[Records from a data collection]
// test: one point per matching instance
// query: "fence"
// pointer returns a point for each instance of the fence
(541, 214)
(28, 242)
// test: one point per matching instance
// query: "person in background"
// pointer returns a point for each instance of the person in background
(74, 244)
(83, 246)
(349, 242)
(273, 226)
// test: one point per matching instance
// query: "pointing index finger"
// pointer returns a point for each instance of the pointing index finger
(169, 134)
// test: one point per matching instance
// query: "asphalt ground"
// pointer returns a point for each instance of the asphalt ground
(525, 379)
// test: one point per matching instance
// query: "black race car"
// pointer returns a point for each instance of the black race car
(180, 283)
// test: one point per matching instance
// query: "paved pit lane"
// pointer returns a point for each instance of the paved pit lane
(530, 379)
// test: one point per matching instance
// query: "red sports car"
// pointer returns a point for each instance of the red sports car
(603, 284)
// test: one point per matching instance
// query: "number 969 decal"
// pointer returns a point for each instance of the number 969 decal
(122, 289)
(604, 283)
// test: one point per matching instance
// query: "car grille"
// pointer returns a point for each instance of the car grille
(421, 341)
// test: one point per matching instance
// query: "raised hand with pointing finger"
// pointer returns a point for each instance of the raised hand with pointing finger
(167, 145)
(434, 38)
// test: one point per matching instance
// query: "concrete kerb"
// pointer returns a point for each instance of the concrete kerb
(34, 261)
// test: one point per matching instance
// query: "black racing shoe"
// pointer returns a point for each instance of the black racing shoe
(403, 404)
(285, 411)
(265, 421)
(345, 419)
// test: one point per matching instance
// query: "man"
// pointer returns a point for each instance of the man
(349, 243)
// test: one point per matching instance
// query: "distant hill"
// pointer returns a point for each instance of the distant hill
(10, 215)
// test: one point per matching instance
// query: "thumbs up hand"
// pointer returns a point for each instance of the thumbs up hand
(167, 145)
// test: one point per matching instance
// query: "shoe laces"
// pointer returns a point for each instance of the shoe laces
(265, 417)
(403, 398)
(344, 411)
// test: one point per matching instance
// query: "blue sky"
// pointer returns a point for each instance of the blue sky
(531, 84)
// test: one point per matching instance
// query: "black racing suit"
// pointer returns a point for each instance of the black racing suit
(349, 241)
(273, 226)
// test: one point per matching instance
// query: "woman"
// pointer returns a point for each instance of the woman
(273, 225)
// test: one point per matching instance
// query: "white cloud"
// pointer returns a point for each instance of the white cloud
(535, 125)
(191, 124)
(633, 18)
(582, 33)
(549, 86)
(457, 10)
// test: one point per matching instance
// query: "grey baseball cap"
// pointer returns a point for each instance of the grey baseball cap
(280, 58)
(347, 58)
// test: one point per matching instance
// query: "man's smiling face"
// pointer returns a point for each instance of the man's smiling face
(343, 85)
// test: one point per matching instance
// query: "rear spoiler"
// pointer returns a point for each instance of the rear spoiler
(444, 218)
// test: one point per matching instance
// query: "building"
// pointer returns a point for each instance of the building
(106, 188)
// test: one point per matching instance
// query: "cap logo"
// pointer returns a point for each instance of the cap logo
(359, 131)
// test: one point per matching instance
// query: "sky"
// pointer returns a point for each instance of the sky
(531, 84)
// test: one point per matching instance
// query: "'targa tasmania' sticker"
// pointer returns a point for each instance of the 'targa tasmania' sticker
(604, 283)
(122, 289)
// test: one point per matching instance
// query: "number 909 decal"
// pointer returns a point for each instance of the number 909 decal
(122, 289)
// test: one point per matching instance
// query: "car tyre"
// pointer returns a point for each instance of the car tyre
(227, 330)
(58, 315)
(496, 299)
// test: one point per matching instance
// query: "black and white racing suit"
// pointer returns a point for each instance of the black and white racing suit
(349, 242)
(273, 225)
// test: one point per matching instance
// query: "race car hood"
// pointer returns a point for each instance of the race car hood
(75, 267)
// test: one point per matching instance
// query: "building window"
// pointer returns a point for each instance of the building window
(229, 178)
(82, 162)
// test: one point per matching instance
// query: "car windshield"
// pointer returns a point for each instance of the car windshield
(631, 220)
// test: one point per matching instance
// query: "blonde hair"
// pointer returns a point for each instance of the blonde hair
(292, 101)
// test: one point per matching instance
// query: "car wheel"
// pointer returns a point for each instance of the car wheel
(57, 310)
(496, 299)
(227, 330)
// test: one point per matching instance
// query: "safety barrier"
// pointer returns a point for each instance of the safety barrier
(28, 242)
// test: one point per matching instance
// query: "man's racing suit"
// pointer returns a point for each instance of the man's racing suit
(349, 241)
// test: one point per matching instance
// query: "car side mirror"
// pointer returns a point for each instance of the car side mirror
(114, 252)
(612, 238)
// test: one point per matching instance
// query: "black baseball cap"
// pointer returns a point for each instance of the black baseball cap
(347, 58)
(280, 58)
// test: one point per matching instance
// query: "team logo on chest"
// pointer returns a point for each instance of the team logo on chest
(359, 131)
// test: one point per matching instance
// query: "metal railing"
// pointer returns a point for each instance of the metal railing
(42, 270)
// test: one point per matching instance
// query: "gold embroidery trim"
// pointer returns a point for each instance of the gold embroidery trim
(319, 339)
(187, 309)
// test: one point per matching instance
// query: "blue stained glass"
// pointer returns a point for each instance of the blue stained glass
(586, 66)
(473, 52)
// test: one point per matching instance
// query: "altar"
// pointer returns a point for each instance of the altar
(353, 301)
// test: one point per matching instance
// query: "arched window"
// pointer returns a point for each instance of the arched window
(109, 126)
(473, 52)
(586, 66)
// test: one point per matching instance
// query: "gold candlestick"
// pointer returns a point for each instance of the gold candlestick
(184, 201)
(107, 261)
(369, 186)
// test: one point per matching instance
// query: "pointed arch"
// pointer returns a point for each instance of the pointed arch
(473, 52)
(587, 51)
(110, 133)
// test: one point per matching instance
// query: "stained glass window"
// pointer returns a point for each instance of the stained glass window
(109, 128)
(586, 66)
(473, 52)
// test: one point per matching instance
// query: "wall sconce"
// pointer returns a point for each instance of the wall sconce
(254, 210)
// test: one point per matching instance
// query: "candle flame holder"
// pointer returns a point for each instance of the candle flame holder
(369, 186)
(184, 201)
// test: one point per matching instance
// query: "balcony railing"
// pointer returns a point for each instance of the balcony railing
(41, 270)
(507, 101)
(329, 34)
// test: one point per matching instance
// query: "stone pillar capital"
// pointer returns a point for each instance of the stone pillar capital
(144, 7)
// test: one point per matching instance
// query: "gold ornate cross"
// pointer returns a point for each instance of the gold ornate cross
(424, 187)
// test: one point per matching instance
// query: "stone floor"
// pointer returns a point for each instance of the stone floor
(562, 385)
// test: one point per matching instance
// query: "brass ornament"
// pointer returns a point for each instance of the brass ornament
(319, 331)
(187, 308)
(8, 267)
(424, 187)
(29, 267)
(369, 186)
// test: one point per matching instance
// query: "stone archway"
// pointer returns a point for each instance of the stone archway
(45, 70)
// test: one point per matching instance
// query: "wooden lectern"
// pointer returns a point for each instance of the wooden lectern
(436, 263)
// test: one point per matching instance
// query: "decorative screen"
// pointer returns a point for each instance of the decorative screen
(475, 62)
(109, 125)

- **EXERCISE AIM**: Set the entries down again precisely as they were given.

- **YOUR RESPONSE**:
// test: one point per matching instance
// query: "fence"
// pointer returns a point for each instance of the fence
(541, 214)
(28, 242)
// test: one point per matching instance
// query: "person in background"
// pointer returns a point for each instance of the person in background
(74, 244)
(83, 246)
(349, 242)
(273, 226)
// test: one point per matching instance
// query: "pointing index finger"
// pointer returns a point for each instance of the pointing index finger
(169, 134)
// test: one point per matching instance
// query: "asphalt ground"
// pointer returns a point for each instance of the asphalt ground
(525, 379)
// test: one point per matching instance
// query: "black race car"
// pointer returns a point for each instance of the black race car
(180, 283)
// test: one point per matching instance
// query: "paved pit lane"
// pointer returns a point for each instance of the paved pit lane
(530, 379)
// test: one point per matching instance
// query: "red sports car"
// pointer returns a point for each instance of the red sports car
(603, 284)
// test: one point per matching instance
// query: "number 969 decal"
// pointer returns a point for each instance of the number 969 decal
(122, 289)
(604, 283)
// test: one point per matching instance
// query: "car grille"
// pointer returns a point for each instance of the car grille
(421, 341)
// test: one point per matching instance
// query: "raised hand with pointing finger"
// pointer returns a point for each instance of the raised hand with pointing finger
(167, 145)
(434, 38)
// test: one point per matching instance
// query: "concrete kerb"
// pointer returns a point for each instance of the concrete kerb
(34, 261)
// test: one point per matching instance
// query: "black racing shoe"
// pointer returns a point for each instance of the black racing shoe
(403, 404)
(285, 411)
(265, 421)
(345, 419)
// test: one point per matching instance
// query: "man"
// pointer returns a point for each instance of the man
(349, 243)
// test: one point per matching instance
// query: "distant hill"
// pointer returns a point for each instance of the distant hill
(10, 215)
// test: one point per matching instance
// query: "thumbs up hand"
// pointer returns a point for each instance of the thumbs up hand
(167, 145)
// test: one point per matching instance
// query: "shoe laces"
// pointer returns a point for each instance of the shoe laces
(265, 417)
(403, 398)
(344, 411)
// test: one point per matching instance
// query: "blue sky"
// pointer returns a point for each instance of the blue sky
(531, 84)
// test: one point per matching instance
// query: "black racing suit"
// pointer returns a point for each instance of the black racing suit
(349, 241)
(273, 226)
// test: one point per matching instance
// query: "woman"
// pointer returns a point for each instance of the woman
(273, 225)
// test: one point per matching instance
// query: "white cloud"
// pointer returns a point for each instance of the white cloud
(535, 125)
(191, 124)
(633, 18)
(582, 33)
(549, 86)
(457, 10)
// test: one point per matching instance
// query: "grey baseball cap"
// pointer returns a point for each instance of the grey baseball cap
(280, 58)
(347, 58)
// test: one point per matching instance
// query: "man's smiling face"
// pointer returns a point for each instance of the man's smiling face
(343, 85)
// test: one point per matching instance
// query: "rear spoiler"
// pointer returns a point for each instance of the rear spoiler
(444, 218)
// test: one point per matching instance
// query: "building"
// pointer returns a point for each instance of the building
(106, 188)
// test: one point per matching instance
// query: "cap logo"
// pointer returns a point for each instance of the cap logo
(359, 131)
// test: one point per matching instance
// query: "sky"
// pointer returns a point for each instance of the sky
(531, 84)
// test: one point per matching instance
// query: "'targa tasmania' sticker"
// pointer returns a point for each instance of the 'targa tasmania' sticker
(604, 283)
(122, 289)
// test: one point per matching instance
// query: "number 909 decal"
// pointer returns a point for each instance of the number 909 decal
(122, 289)
// test: one point per matching instance
// query: "car tyre"
// pointer returns a point for each instance of the car tyre
(227, 330)
(58, 315)
(496, 299)
// test: one point per matching instance
// query: "black and white racing suit"
// pointer returns a point for each instance of the black and white racing suit
(349, 242)
(273, 225)
// test: one point per matching instance
// query: "race car hood"
// pointer returns a point for each instance of the race car hood
(75, 267)
// test: one point per matching instance
// query: "building window"
// pointer returns a point for each instance of the building window
(229, 178)
(82, 162)
// test: one point per matching instance
// query: "car windshield"
// pointer returns a point for each instance of the car windshield
(631, 220)
// test: one point per matching instance
// query: "blonde hair"
// pointer returns a point for each instance of the blonde hair
(292, 101)
// test: one point per matching instance
// query: "car wheel"
// pointer returns a point for each instance of the car wheel
(57, 310)
(496, 299)
(227, 330)
// test: one point per matching instance
// query: "safety barrier"
// pointer returns a point for each instance of the safety barrier
(28, 242)
// test: one point per matching instance
// query: "man's racing suit"
// pointer returns a point for each instance of the man's racing suit
(349, 241)
// test: one point per matching instance
// query: "car side mirror"
// pointer returns a point for each instance of the car side mirror
(114, 252)
(612, 238)
// test: one point per matching instance
// query: "black baseball cap"
// pointer returns a point for each instance of the black baseball cap
(347, 58)
(280, 58)
// test: one point per matching instance
// query: "team logo on chest"
// pointer returns a point for each instance of the team logo on chest
(359, 131)
// test: one point per matching instance
// query: "metal railing"
// pointer returns a point for each instance of the metal railing
(42, 270)
// test: one point per matching instance
// query: "gold embroidery trim"
// pointer returns a point for each instance of the gold embroidery trim
(319, 339)
(187, 309)
// test: one point per matching instance
// query: "blue stained glass"
// pointer returns a point for each instance of the blue stained glass
(586, 66)
(473, 52)
// test: one point per matching instance
// query: "altar"
// pointer returns a point for each instance of the altar
(353, 301)
// test: one point per matching instance
// query: "arched window"
// pointer returns a point for each instance of the arched window
(109, 126)
(473, 52)
(586, 66)
// test: one point per matching instance
// query: "gold candlestick"
// pointer returns a point for each instance of the gold candlestick
(184, 201)
(107, 261)
(369, 186)
// test: one point per matching instance
// query: "pointed arch"
// pointer returns a point for each instance of the pointed arch
(473, 52)
(587, 51)
(110, 133)
// test: one point per matching instance
// query: "stained glass window"
// pointer returns a point for each instance of the stained glass window
(109, 128)
(586, 66)
(473, 52)
// test: one point per matching instance
// query: "wall sconce"
// pointer returns a point for each instance of the wall sconce
(254, 210)
// test: one point per matching instance
// query: "candle flame holder"
// pointer returns a point for each instance of the candle flame holder
(369, 186)
(184, 201)
// test: one point per matching instance
// query: "balcony railing"
// pointer returns a point for each instance of the balcony railing
(41, 270)
(507, 101)
(329, 34)
// test: one point per matching instance
// query: "stone pillar capital"
// pointer returns a point for each instance of the stone pillar capital
(144, 7)
// test: one point per matching instance
// query: "gold ornate cross"
// pointer returns a point for each instance of the gold ornate cross
(424, 187)
// test: one point per matching instance
// query: "stone floor"
// pointer returns a point for each instance of the stone floor
(562, 385)
// test: one point per matching instance
// query: "brass ornament"
// pointer returns a point for each instance of the brass ornament
(319, 331)
(187, 308)
(8, 267)
(424, 187)
(29, 267)
(369, 186)
// test: one point per matching instance
// query: "stone archway"
// pointer returns a point for each instance of the stone archway
(45, 70)
// test: one point per matching instance
// query: "wooden lectern"
// pointer returns a point for each instance of the wooden lectern
(436, 263)
// test: one point per matching instance
// query: "decorative screen"
// pointer returns a point for each instance of the decorative screen
(475, 62)
(109, 125)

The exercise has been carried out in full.